Saved entries
- Opening Delimiter -

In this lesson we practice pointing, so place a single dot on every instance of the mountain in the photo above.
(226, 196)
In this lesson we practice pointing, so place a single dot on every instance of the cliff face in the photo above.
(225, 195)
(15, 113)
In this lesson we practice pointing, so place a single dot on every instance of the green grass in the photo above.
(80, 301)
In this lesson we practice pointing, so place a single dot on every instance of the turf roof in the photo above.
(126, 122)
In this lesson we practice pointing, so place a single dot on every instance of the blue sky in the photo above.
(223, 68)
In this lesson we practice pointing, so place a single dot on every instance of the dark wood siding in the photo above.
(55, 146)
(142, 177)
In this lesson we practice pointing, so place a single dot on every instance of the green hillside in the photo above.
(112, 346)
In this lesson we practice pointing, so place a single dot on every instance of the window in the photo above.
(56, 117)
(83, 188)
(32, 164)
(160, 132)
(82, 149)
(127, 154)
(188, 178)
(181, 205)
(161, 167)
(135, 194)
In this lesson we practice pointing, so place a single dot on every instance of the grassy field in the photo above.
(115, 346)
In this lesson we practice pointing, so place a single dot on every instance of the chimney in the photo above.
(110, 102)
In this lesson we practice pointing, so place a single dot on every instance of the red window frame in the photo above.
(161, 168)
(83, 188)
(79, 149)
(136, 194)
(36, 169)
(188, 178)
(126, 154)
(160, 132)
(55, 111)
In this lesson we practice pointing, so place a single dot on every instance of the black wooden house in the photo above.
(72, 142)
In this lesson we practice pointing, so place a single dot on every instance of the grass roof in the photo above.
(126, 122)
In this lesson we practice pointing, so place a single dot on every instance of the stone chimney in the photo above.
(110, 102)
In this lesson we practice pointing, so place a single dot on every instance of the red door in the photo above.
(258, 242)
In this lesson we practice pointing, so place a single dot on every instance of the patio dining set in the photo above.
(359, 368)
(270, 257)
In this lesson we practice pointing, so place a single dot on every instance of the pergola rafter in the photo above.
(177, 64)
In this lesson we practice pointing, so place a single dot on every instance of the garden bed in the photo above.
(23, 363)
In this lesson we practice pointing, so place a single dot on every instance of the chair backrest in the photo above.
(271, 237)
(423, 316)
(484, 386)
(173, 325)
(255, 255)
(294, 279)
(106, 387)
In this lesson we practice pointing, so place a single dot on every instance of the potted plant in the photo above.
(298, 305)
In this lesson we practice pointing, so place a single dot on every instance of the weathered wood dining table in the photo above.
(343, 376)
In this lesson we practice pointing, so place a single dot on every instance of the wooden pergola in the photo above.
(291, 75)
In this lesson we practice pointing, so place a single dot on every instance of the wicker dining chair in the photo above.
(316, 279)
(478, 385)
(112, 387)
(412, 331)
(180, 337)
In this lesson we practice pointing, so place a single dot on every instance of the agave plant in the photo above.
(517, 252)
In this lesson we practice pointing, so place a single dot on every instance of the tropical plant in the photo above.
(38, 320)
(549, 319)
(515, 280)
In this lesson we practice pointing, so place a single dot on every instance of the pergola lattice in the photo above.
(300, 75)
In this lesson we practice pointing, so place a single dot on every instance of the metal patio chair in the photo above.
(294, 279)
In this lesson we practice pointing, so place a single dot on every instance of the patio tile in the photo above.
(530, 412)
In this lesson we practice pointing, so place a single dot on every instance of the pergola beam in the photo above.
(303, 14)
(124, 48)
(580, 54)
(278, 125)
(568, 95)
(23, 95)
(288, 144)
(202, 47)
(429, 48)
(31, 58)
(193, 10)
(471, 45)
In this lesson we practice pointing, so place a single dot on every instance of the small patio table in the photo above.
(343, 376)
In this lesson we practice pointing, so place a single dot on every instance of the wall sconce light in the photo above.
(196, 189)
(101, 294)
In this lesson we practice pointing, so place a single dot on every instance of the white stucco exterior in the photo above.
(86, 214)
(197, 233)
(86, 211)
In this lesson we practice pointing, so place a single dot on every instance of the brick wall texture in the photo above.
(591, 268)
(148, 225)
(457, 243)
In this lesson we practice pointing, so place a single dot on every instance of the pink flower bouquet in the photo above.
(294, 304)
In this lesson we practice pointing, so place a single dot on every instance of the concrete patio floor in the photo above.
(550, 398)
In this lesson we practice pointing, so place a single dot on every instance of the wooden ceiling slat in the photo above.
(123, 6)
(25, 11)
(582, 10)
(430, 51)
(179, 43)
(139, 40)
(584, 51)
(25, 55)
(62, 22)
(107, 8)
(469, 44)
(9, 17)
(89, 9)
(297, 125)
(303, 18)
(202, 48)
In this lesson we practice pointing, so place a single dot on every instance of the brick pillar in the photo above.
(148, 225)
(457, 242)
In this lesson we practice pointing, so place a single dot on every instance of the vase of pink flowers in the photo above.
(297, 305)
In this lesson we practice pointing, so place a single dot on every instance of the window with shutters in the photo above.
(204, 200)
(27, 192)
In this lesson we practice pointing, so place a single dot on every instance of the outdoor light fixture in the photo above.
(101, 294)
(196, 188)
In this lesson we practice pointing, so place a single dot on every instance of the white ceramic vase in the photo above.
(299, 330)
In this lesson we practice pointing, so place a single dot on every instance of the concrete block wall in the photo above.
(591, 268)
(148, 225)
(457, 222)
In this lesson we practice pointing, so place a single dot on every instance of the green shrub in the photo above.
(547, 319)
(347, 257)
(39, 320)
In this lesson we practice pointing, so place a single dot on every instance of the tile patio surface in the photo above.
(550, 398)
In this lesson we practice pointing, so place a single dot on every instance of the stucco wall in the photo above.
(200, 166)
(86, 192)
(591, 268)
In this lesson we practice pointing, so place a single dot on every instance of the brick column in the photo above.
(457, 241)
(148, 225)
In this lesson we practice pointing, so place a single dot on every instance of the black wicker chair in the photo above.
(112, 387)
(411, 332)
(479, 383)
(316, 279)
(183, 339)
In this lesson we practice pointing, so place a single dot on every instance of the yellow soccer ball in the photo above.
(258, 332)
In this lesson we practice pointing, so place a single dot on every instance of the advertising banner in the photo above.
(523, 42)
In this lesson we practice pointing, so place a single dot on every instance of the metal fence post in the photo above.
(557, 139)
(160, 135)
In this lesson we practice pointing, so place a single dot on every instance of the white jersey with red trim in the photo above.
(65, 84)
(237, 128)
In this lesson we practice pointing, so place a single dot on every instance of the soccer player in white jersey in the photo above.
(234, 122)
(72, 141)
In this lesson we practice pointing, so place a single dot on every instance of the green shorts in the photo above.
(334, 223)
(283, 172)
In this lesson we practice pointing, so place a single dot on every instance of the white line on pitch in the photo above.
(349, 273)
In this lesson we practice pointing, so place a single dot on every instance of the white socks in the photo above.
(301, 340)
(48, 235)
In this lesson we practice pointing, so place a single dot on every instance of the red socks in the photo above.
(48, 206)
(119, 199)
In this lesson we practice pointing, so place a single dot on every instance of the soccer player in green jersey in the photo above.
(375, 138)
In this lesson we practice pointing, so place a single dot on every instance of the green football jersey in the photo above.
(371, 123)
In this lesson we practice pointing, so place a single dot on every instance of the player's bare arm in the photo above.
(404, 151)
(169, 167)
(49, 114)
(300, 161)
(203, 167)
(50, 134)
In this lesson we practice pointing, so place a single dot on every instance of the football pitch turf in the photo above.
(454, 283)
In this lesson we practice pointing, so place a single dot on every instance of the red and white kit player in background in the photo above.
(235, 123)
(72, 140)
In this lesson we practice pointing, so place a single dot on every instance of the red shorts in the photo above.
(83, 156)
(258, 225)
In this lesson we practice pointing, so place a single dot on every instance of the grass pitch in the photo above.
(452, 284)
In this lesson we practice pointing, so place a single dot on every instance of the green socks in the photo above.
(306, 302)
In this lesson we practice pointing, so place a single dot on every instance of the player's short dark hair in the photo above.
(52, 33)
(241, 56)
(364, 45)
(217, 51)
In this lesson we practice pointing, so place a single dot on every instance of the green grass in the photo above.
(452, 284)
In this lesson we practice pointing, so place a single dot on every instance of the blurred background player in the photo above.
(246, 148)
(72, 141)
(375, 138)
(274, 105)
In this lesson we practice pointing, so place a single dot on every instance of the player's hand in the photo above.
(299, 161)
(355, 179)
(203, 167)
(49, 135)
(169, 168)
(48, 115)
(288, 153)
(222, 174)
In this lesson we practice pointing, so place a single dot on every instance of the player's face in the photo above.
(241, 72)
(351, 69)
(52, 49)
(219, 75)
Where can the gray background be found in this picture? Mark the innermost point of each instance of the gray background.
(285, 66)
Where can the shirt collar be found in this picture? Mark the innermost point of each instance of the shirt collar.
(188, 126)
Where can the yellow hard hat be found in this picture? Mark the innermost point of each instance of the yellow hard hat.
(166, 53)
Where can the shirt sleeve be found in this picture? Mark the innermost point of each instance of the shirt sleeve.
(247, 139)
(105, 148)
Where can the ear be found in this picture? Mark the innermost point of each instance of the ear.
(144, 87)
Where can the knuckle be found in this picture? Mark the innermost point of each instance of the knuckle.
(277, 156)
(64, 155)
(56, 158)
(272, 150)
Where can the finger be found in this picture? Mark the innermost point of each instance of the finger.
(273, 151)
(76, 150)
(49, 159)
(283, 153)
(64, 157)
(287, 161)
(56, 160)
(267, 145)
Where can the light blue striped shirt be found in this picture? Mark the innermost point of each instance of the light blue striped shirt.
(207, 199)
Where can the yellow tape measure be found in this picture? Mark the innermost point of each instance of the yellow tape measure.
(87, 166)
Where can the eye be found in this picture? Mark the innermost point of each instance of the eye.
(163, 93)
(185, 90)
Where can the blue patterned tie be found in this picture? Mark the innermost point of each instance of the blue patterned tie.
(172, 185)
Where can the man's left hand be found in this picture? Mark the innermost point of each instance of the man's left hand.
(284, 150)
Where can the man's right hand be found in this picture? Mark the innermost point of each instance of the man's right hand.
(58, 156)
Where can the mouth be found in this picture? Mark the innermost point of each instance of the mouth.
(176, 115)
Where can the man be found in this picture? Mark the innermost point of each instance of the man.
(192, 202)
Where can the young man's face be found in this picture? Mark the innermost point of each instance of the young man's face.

- Closing Delimiter -
- Opening Delimiter -

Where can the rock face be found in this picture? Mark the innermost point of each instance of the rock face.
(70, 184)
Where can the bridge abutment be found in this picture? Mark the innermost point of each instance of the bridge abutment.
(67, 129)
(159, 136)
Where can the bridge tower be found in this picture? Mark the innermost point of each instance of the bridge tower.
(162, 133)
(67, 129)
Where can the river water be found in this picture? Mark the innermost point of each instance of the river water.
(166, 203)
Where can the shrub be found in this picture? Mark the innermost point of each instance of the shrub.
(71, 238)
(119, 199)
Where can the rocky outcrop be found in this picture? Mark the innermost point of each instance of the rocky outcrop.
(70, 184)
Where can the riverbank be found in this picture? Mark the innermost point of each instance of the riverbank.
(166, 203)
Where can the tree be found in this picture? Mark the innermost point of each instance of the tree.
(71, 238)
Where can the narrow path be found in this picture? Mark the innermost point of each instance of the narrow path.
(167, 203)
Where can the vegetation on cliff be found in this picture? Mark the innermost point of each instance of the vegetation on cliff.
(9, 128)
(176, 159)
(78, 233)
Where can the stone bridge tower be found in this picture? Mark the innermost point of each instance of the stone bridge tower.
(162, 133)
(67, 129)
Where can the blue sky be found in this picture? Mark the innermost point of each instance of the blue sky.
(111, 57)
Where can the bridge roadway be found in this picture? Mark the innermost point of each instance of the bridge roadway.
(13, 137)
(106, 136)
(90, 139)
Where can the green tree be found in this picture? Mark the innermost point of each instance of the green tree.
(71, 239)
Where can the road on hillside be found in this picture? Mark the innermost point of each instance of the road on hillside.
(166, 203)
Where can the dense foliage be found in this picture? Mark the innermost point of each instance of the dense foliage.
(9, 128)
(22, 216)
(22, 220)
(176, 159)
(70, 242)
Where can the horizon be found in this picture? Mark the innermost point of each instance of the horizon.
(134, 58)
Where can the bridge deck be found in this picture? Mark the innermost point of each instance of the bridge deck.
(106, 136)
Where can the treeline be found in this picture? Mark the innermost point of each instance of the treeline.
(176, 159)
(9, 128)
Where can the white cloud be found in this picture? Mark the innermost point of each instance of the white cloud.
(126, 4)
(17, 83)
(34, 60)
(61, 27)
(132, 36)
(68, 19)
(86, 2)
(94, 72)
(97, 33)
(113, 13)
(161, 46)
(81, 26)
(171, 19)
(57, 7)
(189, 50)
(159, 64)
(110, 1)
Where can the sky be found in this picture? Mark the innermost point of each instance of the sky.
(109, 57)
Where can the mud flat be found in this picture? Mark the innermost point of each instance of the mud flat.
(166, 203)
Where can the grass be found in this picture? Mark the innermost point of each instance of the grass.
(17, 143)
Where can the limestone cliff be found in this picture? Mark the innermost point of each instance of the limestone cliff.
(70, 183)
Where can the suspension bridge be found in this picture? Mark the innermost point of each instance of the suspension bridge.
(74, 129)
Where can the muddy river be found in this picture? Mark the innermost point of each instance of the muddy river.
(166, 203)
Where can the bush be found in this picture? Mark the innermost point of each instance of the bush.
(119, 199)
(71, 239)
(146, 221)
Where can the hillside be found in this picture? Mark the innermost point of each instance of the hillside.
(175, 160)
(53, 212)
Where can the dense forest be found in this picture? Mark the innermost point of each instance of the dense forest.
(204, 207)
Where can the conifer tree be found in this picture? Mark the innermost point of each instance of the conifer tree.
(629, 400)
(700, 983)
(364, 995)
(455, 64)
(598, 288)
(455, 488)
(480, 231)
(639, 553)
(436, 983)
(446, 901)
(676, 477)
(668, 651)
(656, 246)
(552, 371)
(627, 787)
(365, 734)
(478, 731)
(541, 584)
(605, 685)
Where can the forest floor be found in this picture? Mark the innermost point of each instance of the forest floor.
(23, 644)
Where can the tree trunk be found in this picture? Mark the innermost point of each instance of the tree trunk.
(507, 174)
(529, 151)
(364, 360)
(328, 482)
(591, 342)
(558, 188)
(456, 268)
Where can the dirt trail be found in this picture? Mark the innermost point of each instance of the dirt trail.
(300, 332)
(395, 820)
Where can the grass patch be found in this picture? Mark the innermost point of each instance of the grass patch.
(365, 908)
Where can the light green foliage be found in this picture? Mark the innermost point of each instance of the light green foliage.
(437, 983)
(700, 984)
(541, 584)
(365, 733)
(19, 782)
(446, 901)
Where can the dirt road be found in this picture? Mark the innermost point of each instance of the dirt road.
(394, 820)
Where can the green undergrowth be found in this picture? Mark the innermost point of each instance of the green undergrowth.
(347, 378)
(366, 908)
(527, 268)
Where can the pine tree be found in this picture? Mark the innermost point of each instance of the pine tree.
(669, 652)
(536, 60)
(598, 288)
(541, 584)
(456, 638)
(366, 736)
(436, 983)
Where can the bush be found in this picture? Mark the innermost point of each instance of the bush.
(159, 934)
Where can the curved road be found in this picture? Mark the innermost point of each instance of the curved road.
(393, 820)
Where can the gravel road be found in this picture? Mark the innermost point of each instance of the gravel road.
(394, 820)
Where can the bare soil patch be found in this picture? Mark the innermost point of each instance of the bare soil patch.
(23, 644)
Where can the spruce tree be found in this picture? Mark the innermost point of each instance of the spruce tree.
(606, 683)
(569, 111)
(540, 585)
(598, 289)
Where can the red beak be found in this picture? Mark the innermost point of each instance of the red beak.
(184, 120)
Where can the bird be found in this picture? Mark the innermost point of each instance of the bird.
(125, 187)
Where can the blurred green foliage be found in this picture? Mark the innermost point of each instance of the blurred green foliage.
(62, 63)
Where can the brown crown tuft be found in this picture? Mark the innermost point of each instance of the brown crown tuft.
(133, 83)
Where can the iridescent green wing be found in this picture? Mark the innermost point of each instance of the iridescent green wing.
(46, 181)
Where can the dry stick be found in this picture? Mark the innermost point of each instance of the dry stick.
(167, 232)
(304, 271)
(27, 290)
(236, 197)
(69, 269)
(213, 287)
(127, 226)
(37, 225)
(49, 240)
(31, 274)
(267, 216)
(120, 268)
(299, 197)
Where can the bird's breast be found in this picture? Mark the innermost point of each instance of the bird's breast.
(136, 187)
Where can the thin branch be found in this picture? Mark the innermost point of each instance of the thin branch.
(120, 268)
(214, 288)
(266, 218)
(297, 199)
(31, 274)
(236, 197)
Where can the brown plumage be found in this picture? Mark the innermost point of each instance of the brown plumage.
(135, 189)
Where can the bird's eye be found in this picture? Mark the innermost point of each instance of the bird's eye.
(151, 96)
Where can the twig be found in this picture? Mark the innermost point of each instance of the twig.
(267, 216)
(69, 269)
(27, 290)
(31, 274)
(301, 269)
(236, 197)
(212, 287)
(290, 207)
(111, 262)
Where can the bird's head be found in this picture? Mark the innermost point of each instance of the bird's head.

- Closing Delimiter -
- Opening Delimiter -

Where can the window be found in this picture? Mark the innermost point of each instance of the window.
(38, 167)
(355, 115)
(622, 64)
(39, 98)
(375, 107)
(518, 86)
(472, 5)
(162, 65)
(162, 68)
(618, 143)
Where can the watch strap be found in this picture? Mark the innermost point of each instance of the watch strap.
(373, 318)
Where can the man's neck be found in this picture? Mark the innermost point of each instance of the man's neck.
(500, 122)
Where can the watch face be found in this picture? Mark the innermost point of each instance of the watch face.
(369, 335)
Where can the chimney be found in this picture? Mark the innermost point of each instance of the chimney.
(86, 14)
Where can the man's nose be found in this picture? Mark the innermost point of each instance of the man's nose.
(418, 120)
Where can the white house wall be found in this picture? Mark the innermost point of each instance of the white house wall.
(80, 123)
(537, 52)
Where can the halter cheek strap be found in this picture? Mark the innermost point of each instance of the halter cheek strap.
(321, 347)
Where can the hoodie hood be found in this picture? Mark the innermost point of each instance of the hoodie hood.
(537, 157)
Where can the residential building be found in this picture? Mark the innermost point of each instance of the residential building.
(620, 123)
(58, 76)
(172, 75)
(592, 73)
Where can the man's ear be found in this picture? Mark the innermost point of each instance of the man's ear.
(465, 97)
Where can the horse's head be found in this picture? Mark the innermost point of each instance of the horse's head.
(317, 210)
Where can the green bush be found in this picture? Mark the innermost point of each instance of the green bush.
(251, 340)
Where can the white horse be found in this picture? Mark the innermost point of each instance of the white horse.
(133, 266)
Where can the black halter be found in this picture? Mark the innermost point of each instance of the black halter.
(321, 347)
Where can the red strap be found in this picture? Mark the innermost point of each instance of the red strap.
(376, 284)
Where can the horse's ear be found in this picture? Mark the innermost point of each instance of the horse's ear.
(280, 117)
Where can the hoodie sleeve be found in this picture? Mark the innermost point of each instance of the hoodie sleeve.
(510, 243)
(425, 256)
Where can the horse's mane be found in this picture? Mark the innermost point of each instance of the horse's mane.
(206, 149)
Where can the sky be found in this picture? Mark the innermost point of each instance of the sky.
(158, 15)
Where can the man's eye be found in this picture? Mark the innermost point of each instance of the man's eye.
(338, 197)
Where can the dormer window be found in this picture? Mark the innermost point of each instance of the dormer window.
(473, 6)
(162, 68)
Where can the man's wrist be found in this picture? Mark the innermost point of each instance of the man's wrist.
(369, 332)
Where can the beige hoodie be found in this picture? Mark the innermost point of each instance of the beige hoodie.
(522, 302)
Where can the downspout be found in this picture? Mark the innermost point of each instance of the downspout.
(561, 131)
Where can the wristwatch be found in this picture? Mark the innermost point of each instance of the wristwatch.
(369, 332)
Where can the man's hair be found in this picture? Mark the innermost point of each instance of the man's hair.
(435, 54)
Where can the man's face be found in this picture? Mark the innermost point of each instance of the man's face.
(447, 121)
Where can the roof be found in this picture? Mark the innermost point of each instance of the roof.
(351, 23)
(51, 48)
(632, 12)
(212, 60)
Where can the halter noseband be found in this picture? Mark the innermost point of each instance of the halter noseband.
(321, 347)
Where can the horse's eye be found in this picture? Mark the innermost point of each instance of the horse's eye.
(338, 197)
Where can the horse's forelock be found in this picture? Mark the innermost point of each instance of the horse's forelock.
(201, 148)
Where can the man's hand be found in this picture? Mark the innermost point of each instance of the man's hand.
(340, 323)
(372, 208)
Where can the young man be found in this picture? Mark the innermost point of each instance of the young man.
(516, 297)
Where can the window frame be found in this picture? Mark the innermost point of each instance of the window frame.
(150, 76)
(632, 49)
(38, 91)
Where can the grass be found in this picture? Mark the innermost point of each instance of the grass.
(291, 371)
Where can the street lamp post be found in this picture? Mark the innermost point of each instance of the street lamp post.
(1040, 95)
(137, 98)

- Closing Delimiter -

* _ACTION ITEM_:
Only the lines above from the one with "Where can the mouth" through the one with "Where can the young man's" should be duplicated, character for character.

* _EXERCISE ANSWER_:
Where can the mouth be found in this picture? Mark the innermost point of each instance of the mouth.
(176, 115)
Where can the man be found in this picture? Mark the innermost point of each instance of the man.
(192, 202)
Where can the young man's face be found in this picture? Mark the innermost point of each instance of the young man's face.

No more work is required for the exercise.